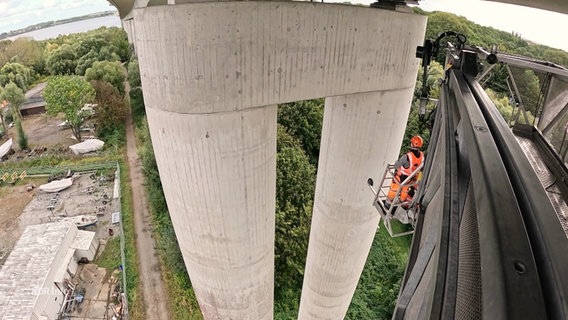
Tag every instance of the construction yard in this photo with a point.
(92, 196)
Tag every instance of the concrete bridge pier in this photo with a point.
(219, 170)
(360, 132)
(212, 75)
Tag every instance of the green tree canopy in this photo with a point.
(134, 74)
(295, 187)
(303, 120)
(16, 97)
(110, 72)
(13, 93)
(68, 94)
(62, 61)
(111, 108)
(16, 73)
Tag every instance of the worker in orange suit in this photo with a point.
(405, 166)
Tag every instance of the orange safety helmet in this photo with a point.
(416, 142)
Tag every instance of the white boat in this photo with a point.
(82, 221)
(56, 185)
(87, 146)
(5, 147)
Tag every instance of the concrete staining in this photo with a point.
(212, 74)
(344, 221)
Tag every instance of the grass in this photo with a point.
(182, 303)
(135, 303)
(110, 257)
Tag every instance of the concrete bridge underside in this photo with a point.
(213, 74)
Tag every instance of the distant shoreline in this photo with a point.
(48, 24)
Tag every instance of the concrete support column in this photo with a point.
(218, 174)
(361, 133)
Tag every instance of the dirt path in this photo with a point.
(153, 288)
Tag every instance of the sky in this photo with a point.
(16, 14)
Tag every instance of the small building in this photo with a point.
(36, 276)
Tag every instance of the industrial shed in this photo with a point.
(38, 272)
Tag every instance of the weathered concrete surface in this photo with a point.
(360, 133)
(235, 55)
(218, 172)
(209, 71)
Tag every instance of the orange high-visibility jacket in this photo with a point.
(414, 161)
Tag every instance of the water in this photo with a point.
(72, 27)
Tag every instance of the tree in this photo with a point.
(303, 120)
(62, 61)
(16, 73)
(16, 97)
(134, 74)
(68, 94)
(295, 187)
(110, 72)
(111, 108)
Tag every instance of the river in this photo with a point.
(72, 27)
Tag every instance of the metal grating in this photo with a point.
(547, 180)
(468, 299)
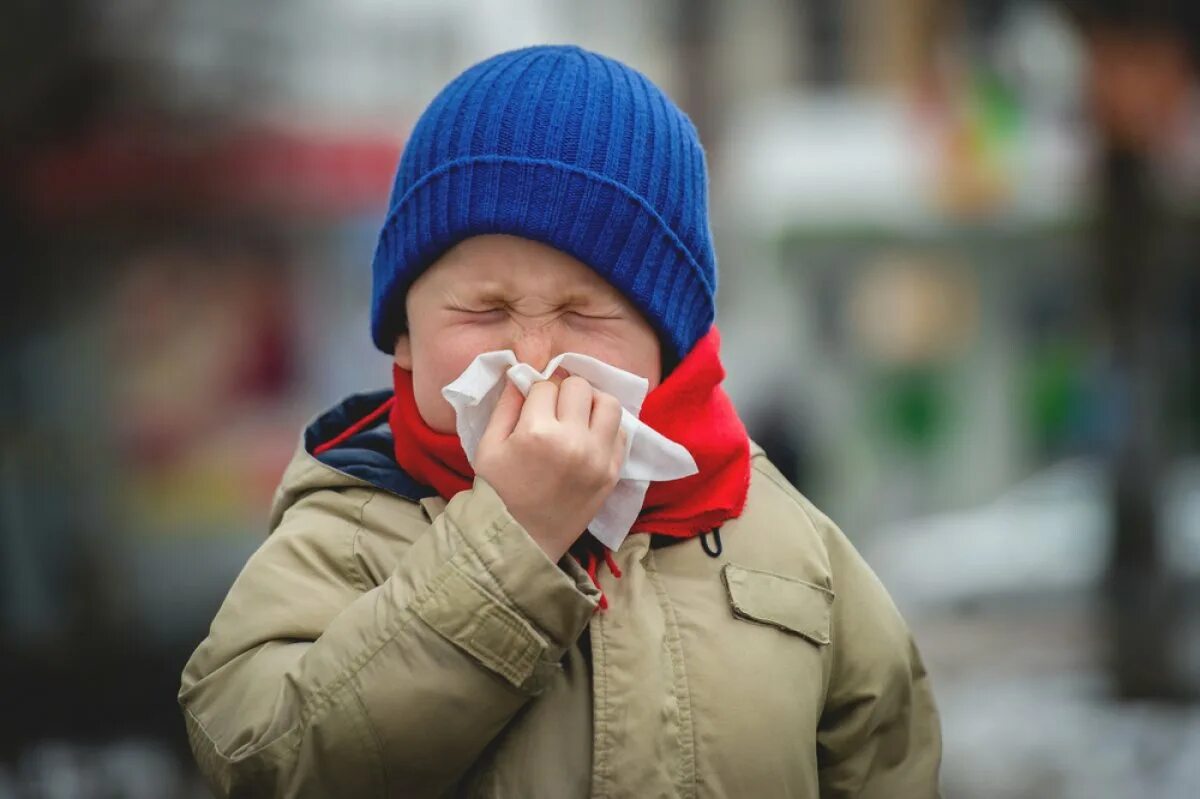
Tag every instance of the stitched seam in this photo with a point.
(496, 582)
(557, 164)
(675, 649)
(600, 737)
(508, 668)
(834, 650)
(322, 700)
(373, 736)
(737, 568)
(357, 576)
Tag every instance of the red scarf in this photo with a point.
(689, 407)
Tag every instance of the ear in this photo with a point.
(403, 352)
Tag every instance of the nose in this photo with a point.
(534, 344)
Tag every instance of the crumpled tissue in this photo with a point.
(648, 454)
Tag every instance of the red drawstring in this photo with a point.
(593, 564)
(357, 427)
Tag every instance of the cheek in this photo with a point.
(437, 361)
(635, 350)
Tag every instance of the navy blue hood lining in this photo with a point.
(369, 455)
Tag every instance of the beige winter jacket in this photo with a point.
(382, 647)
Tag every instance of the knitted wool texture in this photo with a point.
(568, 148)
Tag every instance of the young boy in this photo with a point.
(415, 626)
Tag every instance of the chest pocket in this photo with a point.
(792, 605)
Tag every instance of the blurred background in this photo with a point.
(959, 296)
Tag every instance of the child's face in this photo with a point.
(499, 292)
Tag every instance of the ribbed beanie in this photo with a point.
(568, 148)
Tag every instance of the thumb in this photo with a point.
(504, 418)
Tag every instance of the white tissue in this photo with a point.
(648, 454)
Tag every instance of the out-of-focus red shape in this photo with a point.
(133, 168)
(1138, 84)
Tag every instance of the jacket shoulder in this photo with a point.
(779, 529)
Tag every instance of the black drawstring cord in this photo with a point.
(717, 539)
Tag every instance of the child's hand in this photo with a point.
(553, 457)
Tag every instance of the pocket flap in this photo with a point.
(785, 602)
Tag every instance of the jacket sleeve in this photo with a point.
(880, 734)
(316, 682)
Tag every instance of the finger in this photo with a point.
(605, 415)
(505, 415)
(540, 403)
(575, 401)
(618, 452)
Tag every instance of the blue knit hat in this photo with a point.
(568, 148)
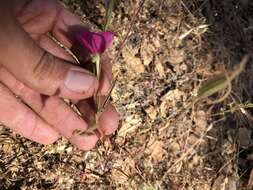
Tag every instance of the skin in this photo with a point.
(36, 70)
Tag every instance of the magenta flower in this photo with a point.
(95, 42)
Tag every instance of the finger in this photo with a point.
(40, 70)
(53, 110)
(50, 46)
(23, 120)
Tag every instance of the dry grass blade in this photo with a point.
(221, 82)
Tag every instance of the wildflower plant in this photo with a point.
(96, 44)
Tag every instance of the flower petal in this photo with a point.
(96, 42)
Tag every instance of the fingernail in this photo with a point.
(79, 81)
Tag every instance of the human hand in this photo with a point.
(38, 71)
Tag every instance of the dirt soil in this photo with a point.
(174, 47)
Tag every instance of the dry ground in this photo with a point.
(175, 46)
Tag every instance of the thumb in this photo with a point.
(40, 70)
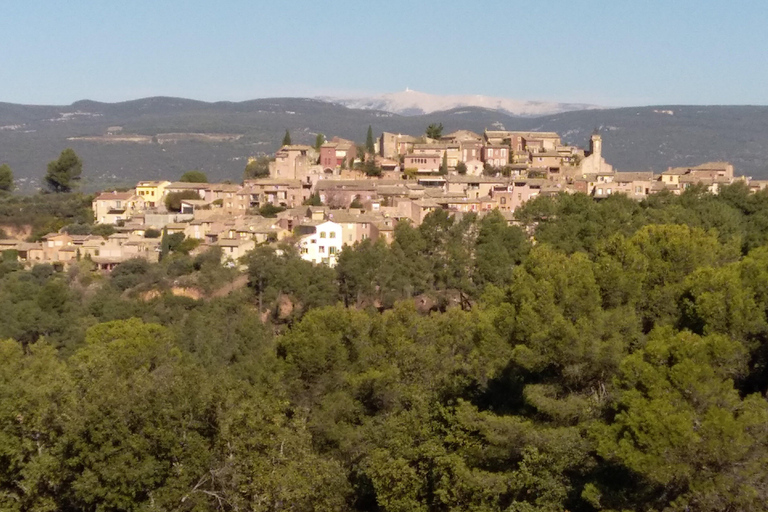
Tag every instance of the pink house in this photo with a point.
(423, 163)
(496, 155)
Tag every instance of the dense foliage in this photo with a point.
(617, 360)
(64, 173)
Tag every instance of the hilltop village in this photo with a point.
(335, 194)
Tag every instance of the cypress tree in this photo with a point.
(369, 141)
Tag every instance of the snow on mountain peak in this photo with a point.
(410, 102)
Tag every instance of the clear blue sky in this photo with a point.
(625, 52)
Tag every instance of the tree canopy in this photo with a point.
(591, 356)
(369, 147)
(64, 173)
(194, 177)
(6, 178)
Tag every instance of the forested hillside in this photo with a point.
(607, 355)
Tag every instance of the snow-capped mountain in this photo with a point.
(411, 102)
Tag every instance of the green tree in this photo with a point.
(370, 168)
(682, 426)
(369, 147)
(313, 200)
(6, 178)
(194, 177)
(435, 130)
(64, 173)
(257, 168)
(319, 141)
(173, 199)
(444, 164)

• WHAT YOU ARE ASKED TO DO: Output the full set of records above without changing a word, and drop the images.

• RESULT OF THIS TASK:
Tag every instance of the construction yard in this photo with a point.
(92, 196)
Tag every instance of the concrete bridge pier in this photo with a point.
(219, 170)
(360, 132)
(212, 75)
Tag every instance of the green tree canopy in this photo with a point.
(134, 74)
(295, 187)
(303, 120)
(16, 97)
(110, 72)
(13, 93)
(68, 94)
(62, 61)
(111, 108)
(16, 73)
Tag every instance of the worker in orange suit in this photo with a point.
(405, 166)
Tag every instance of the orange safety helmet in this photo with a point.
(416, 142)
Tag every instance of the white boat in this photo with a point.
(82, 221)
(56, 185)
(87, 146)
(5, 147)
Tag every instance of the concrete staining in this photo with a point.
(212, 74)
(344, 221)
Tag every instance of the grass in this photo with a point.
(182, 303)
(135, 303)
(110, 257)
Tag every instance of the concrete bridge underside in this photo with a point.
(213, 74)
Tag every instance of the distant shoreline in this photo with a point.
(48, 24)
Tag every instance of the concrete support column in this photo with a point.
(218, 174)
(361, 133)
Tag every instance of the dirt path in this photo with a point.
(153, 288)
Tag every instance of the sky in this photo with a point.
(16, 14)
Tag every instance of the small building in this photo with a point.
(36, 276)
Tag every instance of the industrial shed in this photo with a point.
(38, 272)
Tag every instance of the weathered concrete surface in this photo with a point.
(360, 133)
(235, 55)
(218, 172)
(209, 71)
Tag every instance of the orange high-visibility jacket in this photo with a point.
(414, 161)
Tag every instance of the water in this photo with a point.
(72, 27)
Tag every instance of the tree in this photo with a point.
(303, 120)
(62, 61)
(16, 73)
(16, 97)
(134, 74)
(68, 94)
(295, 187)
(110, 72)
(111, 108)
Tag every instance of the river in this photo with a point.
(72, 27)
Tag every instance of the metal grating in this photo with a point.
(547, 180)
(468, 299)
Tag every instance of the stitched seam in this photo with a point.
(496, 582)
(557, 164)
(675, 649)
(600, 737)
(508, 668)
(834, 650)
(322, 700)
(373, 736)
(737, 568)
(357, 576)
Tag every instance of the red scarf in this photo with a point.
(689, 407)
Tag every instance of the ear in this photo with a point.
(403, 352)
Tag every instance of the nose in this photo with a point.
(534, 344)
Tag every instance of the crumpled tissue in this photo with a point.
(648, 454)
Tag every instance of the red drawstring in this photo with a point.
(593, 564)
(357, 427)
Tag every instance of the cheek in this photo with a point.
(437, 361)
(635, 350)
Tag every instance of the navy blue hood lining in this photo with a point.
(369, 455)
Tag every instance of the beige winter jacket in this photo with a point.
(382, 647)
Tag every instance of the knitted wool texture in this photo with a point.
(568, 148)
Tag every instance of the young boy in this photo with a point.
(415, 626)
Tag every instance of the chest pocket in this photo with a point.
(792, 605)
Tag every instance of the blurred background in this photo with a point.
(959, 296)
Tag every instance of the child's face in this photo with a point.
(499, 292)
Tag every instance of the ribbed beanie in this photo with a point.
(568, 148)
Tag every instance of the thumb in this photo with a point.
(504, 418)
Tag every instance of the white tissue in this photo with a point.
(648, 454)
Tag every instance of the out-of-focus red shape in this photo with a point.
(133, 168)
(1138, 84)
Tag every instance of the jacket shoulder in this photo with a point.
(779, 529)
Tag every instance of the black drawstring cord in this photo with a point.
(717, 539)
Tag every instance of the child's hand in this photo with a point.
(553, 457)
Tag every instance of the pocket flap in this photo with a point.
(785, 602)
Tag every instance of the jacket sleeve in this photo with a point.
(880, 734)
(316, 682)
Tag every instance of the finger in this photo with a point.
(605, 415)
(505, 415)
(540, 403)
(575, 401)
(618, 452)
Tag every instance of the blue knit hat in this photo with a point.
(568, 148)
Tag every instance of the skin in this photo with a point.
(36, 70)
Tag every instance of the magenta flower in this photo with a point.
(95, 42)
Tag every instance of the finger in this photo with a point.
(40, 70)
(53, 110)
(50, 46)
(23, 120)
Tag every instance of the dry grass blade in this photo with a point.
(221, 82)
Tag every instance of the wildflower plant in this photo with a point.
(96, 44)
Tag every instance of the flower petal in this photo with a point.
(96, 42)
Tag every instance of the fingernail in this photo with a point.
(79, 81)
Tag every instance of the human hand in this photo with a point.
(38, 71)
Tag every instance of the dirt soil in this photo with a point.
(174, 47)
Tag every instance of the dry ground in this photo with a point.
(175, 46)
Tag every instance of the thumb in this photo with a point.
(40, 70)
Tag every instance of the pink house in this photo with a point.
(423, 163)
(496, 155)
Tag every instance of the dense foliage in this photo with a point.
(617, 360)
(64, 173)
Tag every instance of the hilltop village in this photo with a point.
(335, 194)
Tag every instance of the cypress tree in this photo with a point.
(369, 141)
Tag every instance of the snow on mountain peak in this photo with a point.
(410, 102)
Tag every instance of the clear blue sky in this photo with a point.
(625, 52)
Tag every instance of the tree canopy in this photo with a point.
(591, 356)
(369, 147)
(64, 173)
(194, 177)
(6, 178)
Tag every instance of the forested hillside in this photo with a point.
(607, 355)
Tag every instance of the snow-capped mountain in this photo with a point.
(411, 102)
Tag every instance of the green tree in this photo with a point.
(370, 168)
(682, 426)
(369, 147)
(313, 200)
(6, 178)
(194, 177)
(435, 130)
(64, 173)
(257, 168)
(319, 141)
(173, 199)
(444, 164)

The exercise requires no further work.